_Challenge A_
For the interview below, decide whether each statement agrees with it: (i) the parish priest tells his flock to resist temptation; (ii) Chip is the oldest son; (iii) the film is showing at Cinema Village in New York City. Answer yes or no for each and quote the deciding words.
_Challenge B_
In the interview below, what business does Lucky run?
_Challenge C_
Please carry on the interview with Nick Taylor about Paradise East, starting after its last line, "Why did you feel the need to make this particular film?"
------ Extract ------
Interview: Nick Taylor (Director ‘Paradise East)

Paradise East‘ is a dark comedy about a desperately dysfunctional lower middle class family fiercely struggling to make it in the twentieth century. Lucky, not your typical dad, runs a coffee shop and has a difficult time dealing with the idiosyncrasies of his two deadbeat sons. Ernie, the oldest, is a wanna-be pimp and street hustler, forever searching for the perfect angle. Chip, the baby, is unemployed with a passion for French fries and underage girls. This is frowned upon by the pious, slightly unorthodox, parish priest who does his best to interact with the members of his flock, assisting them at times in ways that may surprise you. He kills them! ‘Turn from the Serpent,’ he advises, ‘swim in the Blood of our Savior! Resist temptation!’ Sounds like good advice.

We managed to talk with the film’s writer and director Nick Taylor about its journey, controversial subject matter and how it feels more foreign than anything else.  ‘Paradise East‘ is NOW PLAYING at New York City’s Cinema Village.

Can you tell me a little about where the idea for the film came from?  Why did you feel the need to make this particular film?
------ Provided material ------
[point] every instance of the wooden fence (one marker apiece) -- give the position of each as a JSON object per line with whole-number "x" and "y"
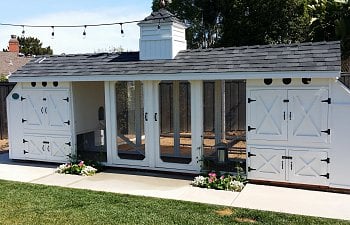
{"x": 235, "y": 111}
{"x": 5, "y": 89}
------
_Response A_
(i) Yes: "Resist temptation!"
(ii) No: "Ernie, the oldest" and "Chip, the baby"
(iii) Yes: "NOW PLAYING at New York City’s Cinema Village"

_Response B_
A coffee shop.

_Response C_
It came from a couple of ideas.  When I was young I witnessed a priest beat up a young man who was supposedly doing muggings in my neighborhood in New Jersey.  I watched the priest rough this guy quite intensely and that stayed with me for a long time.

From there it includes all the interesting people I have met and encountered over the years and some of whom I was very close to.  This is not the first film I’ve written or directed, but this was one I was very passionate about.

So this film is not about any particular criticism of religion or a religious upbringing?
No.  I was not raised very religious and its certainly not a criticism of religion.  It is a movie about desperation.  It is a movie about loss of space.  It’s a movie about the loss of hope and identity.  We’re dealing with some deeply troubled people in the film.  I’ve known quite a few in my life and its interesting and makes for a slightly different style of movie.  When you see it it is quite different from even most of the indie stuff that you have seen.  That I can promise you.

From what I’ve read about the film, to mainstream audiences (or audiences in general), the film deals with some very controversial subject matter.  Did you find funding to be difficult when presenting potential investors with such material?
ABSOLUTELY! There were some people who were very concerned about the topics.  There were people who expressed serious interest in the film and after having an agent look over the script they became very concerned.  It certainly isn’t a mainstream movie.  I had no interest in making a mainstream movie and it’s something that people will see as dark or troubling.  It was definitely touchy and its not everyone’s cup of tea and we know that before going in.

Was there ever an instance where someone would be open to helping the film in some capacity, while asking you to compromise something in your original vision?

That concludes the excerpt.